But the above program just gives a runtime error.Pls help me.
| |
| randyhyde@earthlink.net 2006-05-07, 6:59 pm |
|
sathyashrayan wrote:
> Dear group,
> I have a bit of experience with C/C++ but my new
> course curriculum wants me to learn x86 asm. I am
> asked to use TASM , with tlink. This is my first
> ever program in asm, so kindly bare this beginner.
>
>
>
> "Write a program which will read two decimal numbers
> then multiply them together, and finally print out the
> reault(in decimal)"
>
> code:
> ^^^^
> data segment
>
> a db 10h
> b db 10h
>
> data ends
>
> code segment
> assume cs:code,ds:data
> start:
> mov ax,data
> mov ds,ax
>
> mov ah,01h
> int 21h
> mov a,al
>
> mov ah,01h
> int 21h
> mov b,al
>
> mov al,a
> mov bl,b
> mul bl
>
> mov ax,004ch
> int 21h
> code ends
> end start
>
>
> I know I did not do the mandatory thing,input should be a integer.
> But the above program just gives a runtime error.Pls help me.
Well, if you *must* run under DOS, you should go grab a copy of the
"UCR Standard Library for 80x86 Assembly Language Programmers" at
http://webster.cs.ucr.edu/AsmTools/MASM/MASMLibs.html
(which works fine with TASM). It contains numeric input and output
routines that you can call. You might also want to check on the 16-bit
edition of "The Art of Assembly Language" on Webster
(http://webster.cs.ucr.edu).
There's also a 32-bit edition, which uses the HLA (high-level
assembler). But it sounds like you've got a class project and if your
instructor requires you to use TASM, this last suggestion won't be of
much help.
Cheers,
Randy Hyde
| |
| Frank Kotler 2006-05-07, 6:59 pm |
| sathyashrayan wrote:
> Dear group,
> I have a bit of experience with C/C++ but my new
> course curriculum wants me to learn x86 asm.
Bummer, huh?
> I am
> asked to use TASM , with tlink.
Mmmm. I guess they wanted something stable that wouldn't be coming out
with confusing new versions all the time. The best part of Tasm is TD
(the debugger). I hope you've got it. As I recall, the switches are "/z"
to Tasm, and "/v" to Tlink, to generate "symbolic debugging info".
Figure out how to use TD - I'll make life easier!
> This is my first
> ever program in asm, so kindly bare this beginner.
:) Normally, I wouldn't mention a mistake in English, but this one's
funny. Look up the difference between "bear" and "bare". :)
> "Write a program which will read two decimal numbers
> then multiply them together, and finally print out the
> reault(in decimal)"
Okay... it doesn't say how large a number you're supposed to handle.

• • • • •

Jobs
1. Which library does the TASM forum thread recommend for its numeric input and output routines?
2. Pick up the TASM forum thread after its final sentence and continue it.

Location labeling rows:

• • • • •

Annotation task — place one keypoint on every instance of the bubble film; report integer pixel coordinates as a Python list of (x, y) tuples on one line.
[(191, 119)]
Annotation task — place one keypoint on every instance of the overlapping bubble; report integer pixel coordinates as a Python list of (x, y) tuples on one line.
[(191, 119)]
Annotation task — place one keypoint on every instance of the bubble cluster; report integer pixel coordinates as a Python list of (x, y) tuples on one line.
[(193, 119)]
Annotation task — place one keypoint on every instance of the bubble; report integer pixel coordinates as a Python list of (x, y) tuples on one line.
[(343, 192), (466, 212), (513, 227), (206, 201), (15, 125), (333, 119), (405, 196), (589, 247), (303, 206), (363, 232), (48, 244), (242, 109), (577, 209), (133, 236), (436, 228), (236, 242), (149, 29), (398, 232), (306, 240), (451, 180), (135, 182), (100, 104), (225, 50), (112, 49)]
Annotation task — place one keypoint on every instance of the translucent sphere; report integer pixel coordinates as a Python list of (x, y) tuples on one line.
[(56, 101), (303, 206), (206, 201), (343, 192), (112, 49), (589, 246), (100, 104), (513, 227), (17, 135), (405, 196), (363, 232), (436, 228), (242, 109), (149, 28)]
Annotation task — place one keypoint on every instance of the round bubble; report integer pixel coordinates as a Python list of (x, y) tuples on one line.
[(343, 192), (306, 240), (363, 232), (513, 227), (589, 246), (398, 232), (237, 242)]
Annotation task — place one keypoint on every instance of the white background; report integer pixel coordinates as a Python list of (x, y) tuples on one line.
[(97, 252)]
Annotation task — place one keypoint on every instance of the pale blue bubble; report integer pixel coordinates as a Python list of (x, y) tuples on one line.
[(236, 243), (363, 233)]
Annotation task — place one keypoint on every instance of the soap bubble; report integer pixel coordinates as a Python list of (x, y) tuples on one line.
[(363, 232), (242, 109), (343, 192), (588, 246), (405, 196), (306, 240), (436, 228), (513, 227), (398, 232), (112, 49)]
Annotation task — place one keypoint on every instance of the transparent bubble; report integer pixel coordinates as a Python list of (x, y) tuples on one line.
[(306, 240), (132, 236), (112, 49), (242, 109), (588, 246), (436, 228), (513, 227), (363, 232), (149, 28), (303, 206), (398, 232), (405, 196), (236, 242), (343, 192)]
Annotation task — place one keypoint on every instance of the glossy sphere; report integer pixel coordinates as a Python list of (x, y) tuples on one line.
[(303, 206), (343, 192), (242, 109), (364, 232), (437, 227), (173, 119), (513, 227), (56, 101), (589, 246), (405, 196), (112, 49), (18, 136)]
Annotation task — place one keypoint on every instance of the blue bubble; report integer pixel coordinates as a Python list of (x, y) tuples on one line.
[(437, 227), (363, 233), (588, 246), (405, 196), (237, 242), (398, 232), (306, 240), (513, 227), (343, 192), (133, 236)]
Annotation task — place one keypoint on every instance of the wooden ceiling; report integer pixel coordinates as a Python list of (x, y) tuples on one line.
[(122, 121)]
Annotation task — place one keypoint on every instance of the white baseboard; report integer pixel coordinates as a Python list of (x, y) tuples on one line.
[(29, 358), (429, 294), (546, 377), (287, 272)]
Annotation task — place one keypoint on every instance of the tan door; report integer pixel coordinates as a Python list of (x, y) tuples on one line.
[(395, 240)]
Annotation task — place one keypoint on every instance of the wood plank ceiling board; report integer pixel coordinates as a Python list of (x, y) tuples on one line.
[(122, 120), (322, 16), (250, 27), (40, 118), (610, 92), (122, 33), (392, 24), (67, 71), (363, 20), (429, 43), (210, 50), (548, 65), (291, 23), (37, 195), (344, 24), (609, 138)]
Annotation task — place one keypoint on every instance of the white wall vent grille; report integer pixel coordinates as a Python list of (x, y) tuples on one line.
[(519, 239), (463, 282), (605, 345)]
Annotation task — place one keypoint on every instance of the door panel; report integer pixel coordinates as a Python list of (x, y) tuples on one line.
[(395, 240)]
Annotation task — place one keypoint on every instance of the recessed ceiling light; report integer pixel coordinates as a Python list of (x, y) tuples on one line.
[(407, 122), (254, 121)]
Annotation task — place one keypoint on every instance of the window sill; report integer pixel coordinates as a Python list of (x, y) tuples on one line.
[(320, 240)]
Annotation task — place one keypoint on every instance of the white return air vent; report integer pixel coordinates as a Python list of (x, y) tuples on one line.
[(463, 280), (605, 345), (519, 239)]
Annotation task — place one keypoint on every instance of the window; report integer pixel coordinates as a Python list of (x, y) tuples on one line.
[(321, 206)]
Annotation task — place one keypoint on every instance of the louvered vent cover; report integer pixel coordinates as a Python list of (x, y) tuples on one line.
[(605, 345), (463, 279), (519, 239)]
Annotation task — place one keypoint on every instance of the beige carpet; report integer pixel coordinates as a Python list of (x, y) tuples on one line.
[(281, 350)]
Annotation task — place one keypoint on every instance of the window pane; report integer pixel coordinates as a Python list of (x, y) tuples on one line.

• • • • •

Answers provided
1. The UCR Standard Library for 80x86 Assembly Language Programmers.

2.
What you've got so far only handles a single keystroke - numbers from 0
to 9. Is that enough? Chances are, you're supposed to handle multi-digit
numbers. A number from 0 to 255 will fit in a byte. A word will hold
from 0 to 65535. You can use 32-bit registers in a 16-bit dos file, or
you can use two 16-bit registers, if you need to go bigger than that.
> code:
> ^^^^
> data segment
>
> a db 10h
> b db 10h
>
> data ends
>
> code segment
> assume cs:code,ds:data
> start:
> mov ax,data
> mov ds,ax
>
> mov ah,01h
> int 21h
Okay, this waits for the user to hit a key. Hopefully, they've hit a
number key - we better check, those users can be awfully careless!
What's returned in al is the ascii code of the key - numbers 1 to 9 have
ascii codes of 30h to 39h (or 48 to ??? decimal). To get a "number", we
have to subtract 30h - your assembler will understand:
sub al, '0'
and it might be clearer than:
sub al, 30h ; or sub al, 48
Another way you could do it, since the number we're looking for is in
the low nibble, is:
and al, 0Fh
Here's where we could check to make sure we've got a valid decimal
digit. If we stick with "sub"...
sub al, '0'
The carry flag will be set if al was less than 30h ('0'), so,
jc invalid
cmp al, 9 ; too big? (note we've got a number now)
ja invalid
Where "invalid" is a label on code to handle it - print a message and
quit, or re-try the input. Silently producing a "wrong answer" is not good!
> mov a,al
Now you can save it in your variable. Incidentally, "a" is a lousy name
for a variable - call it something that means something! "first_number"
or something...
> mov ah,01h
> int 21h
> mov b,al
Same thing here - "convert" from a character to a number before you save
it. (won't hurt to duplicate the code, but this would make a good
subroutine...)
> mov al,a
> mov bl,b
> mul bl
This should work okay. Now you've got the chore of printing the result -
which can be more than one digit, even if we only allowed a single digit
input. We obviously can't print "81" as a single character!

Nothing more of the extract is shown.